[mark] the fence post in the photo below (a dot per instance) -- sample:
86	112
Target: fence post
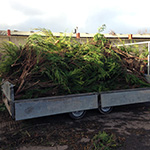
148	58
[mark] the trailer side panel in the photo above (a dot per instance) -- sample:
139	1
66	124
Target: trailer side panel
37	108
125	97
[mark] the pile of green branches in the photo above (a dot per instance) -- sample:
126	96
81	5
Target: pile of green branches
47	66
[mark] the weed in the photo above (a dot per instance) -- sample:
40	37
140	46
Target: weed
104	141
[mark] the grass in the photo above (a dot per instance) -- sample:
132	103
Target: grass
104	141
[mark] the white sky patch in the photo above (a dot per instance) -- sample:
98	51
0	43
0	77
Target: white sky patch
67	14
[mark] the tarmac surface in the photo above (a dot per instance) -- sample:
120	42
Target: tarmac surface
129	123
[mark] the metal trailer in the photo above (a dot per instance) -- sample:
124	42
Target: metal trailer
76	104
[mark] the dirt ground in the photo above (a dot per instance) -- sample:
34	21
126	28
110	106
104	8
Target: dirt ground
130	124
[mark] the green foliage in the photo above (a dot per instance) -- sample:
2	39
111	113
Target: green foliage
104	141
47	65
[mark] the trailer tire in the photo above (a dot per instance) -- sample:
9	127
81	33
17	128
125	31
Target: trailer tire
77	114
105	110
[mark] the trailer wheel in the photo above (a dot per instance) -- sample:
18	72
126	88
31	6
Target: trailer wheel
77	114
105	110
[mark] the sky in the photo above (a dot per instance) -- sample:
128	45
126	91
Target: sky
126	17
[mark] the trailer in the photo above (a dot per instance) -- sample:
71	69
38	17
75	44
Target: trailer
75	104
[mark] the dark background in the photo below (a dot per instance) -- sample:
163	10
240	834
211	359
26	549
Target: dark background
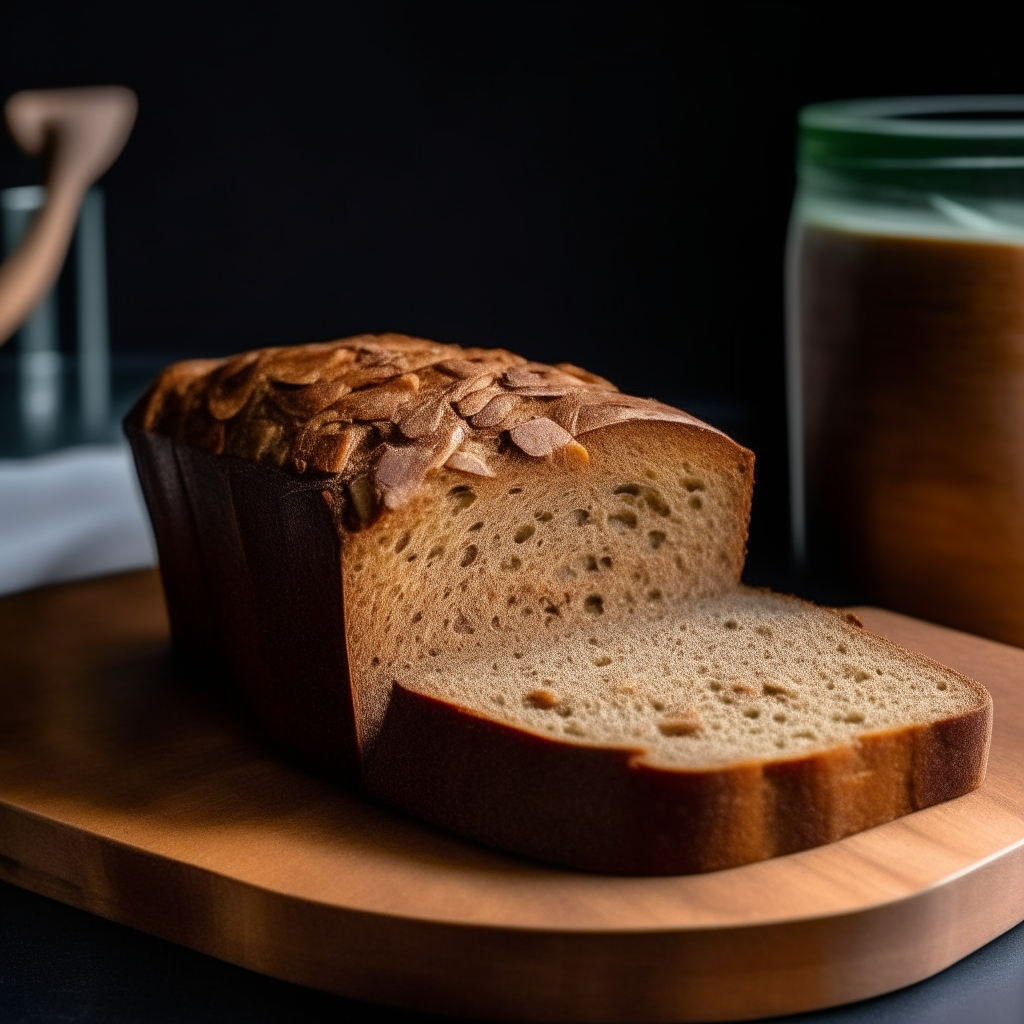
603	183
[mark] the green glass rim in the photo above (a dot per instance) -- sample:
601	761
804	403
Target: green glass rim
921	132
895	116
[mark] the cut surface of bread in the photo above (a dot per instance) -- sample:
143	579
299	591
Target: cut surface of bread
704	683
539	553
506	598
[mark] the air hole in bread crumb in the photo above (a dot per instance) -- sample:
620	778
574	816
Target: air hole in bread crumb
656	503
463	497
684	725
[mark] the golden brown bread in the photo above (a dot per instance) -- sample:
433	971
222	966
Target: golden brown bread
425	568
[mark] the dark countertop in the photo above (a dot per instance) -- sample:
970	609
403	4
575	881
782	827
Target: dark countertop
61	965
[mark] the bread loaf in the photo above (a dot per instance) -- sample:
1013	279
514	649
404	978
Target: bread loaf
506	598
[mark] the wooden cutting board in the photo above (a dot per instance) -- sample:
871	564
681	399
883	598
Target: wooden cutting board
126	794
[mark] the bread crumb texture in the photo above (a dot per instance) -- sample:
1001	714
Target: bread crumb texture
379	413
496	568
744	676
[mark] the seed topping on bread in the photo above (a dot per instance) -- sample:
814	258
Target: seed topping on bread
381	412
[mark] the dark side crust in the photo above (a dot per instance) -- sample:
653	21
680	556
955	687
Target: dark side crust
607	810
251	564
====================
**INSTRUCTIONS FOR THE TASK:** Rewrite all of the entries above, replacing every occurrence of "a dot per instance" with "one point per instance" and leaving everything else unchanged. Omit the pictures from your answer.

**WRITTEN ANSWER:**
[mark] the fence post in the photo below (one point per instance) -- sample:
86	112
Target: fence post
148	58
[mark] the trailer side panel in the photo above (one point per instance) -- sample:
139	1
66	124
Target: trailer side panel
37	108
125	97
[mark] the pile of green branches in the photo above (one point per instance) -- sample:
126	96
81	5
Target: pile of green branches
47	66
[mark] the weed in the photo above (one point per instance) -- sample:
40	37
140	46
Target: weed
104	141
[mark] the grass in the photo above (one point per instance) -- sample:
132	103
Target: grass
104	141
[mark] the white sky patch in the photo above (one point per instance) -- sample:
98	51
0	43
0	77
Target: white sky patch
67	14
[mark] the tarmac surface in the photo above (one point per instance) -- sample:
120	42
Target: tarmac surface
129	123
[mark] the metal trailer in the photo above (one point per instance) -- sample:
124	42
Target: metal trailer
76	104
[mark] the dirt ground in the photo above (one point per instance) -- sample:
34	21
126	28
110	106
104	8
Target: dirt ground
130	124
[mark] the green foliage in the photo above (one point per instance) -- sample:
2	39
111	113
Target: green foliage
104	141
47	65
[mark] the trailer tire in the photo above (one point per instance) -- sample:
9	127
81	33
17	128
125	31
Target: trailer tire
77	114
105	110
[mark] the trailer wheel in the photo above (one point per instance) -- sample:
18	72
126	88
31	6
Target: trailer wheel
77	114
105	110
[mark] the sky in the photo above (one point per instance) -- sample:
128	45
126	91
Target: sky
126	17
[mark] the trailer in the photo above (one point per instance) -- sample:
71	69
38	17
75	44
Target: trailer
75	104
[mark] the dark background in the photo below (one point per instance) -- sample:
163	10
240	834
211	359
26	549
Target: dark background
603	183
[mark] the green glass rim in the photo above (one point per instance) -- sample:
601	761
804	403
Target: green glass rim
921	132
895	116
[mark] the cut surface of bread in the photo above (one point per instance) -- sample:
143	579
299	591
Target: cut surface of bread
704	683
539	553
506	598
[mark] the air hole in bread crumb in the photo above (one point per instance) -- sample:
620	778
574	816
Target: air hole in bread crumb
656	503
463	497
684	725
[mark] the golden brown bread in the photo above (one point per instance) -- sample:
433	971
222	966
Target: golden brown bread
425	568
[mark] the dark countertop in the photo above (one point per instance) -- sample:
970	609
403	4
575	881
782	827
Target: dark countertop
61	965
[mark] the bread loaf in the photo above (one point per instance) -- sample:
1013	279
514	649
404	978
Target: bread loaf
506	598
[mark] the wooden cutting board in the photo above (one point per instance) -- sample:
871	564
681	399
883	598
Target: wooden cutting board
126	794
[mark] the bread crumb texture in the photo above (one point per instance) -- sample:
1001	714
Target: bread crumb texture
379	413
496	568
744	676
[mark] the seed topping on bread in the photo above (one point per instance) -- sample:
814	258
Target: seed topping on bread
381	412
[mark] the dark side crust in the photo above (one point per instance) -- sample:
653	21
680	556
955	687
Target: dark side crust
607	810
251	564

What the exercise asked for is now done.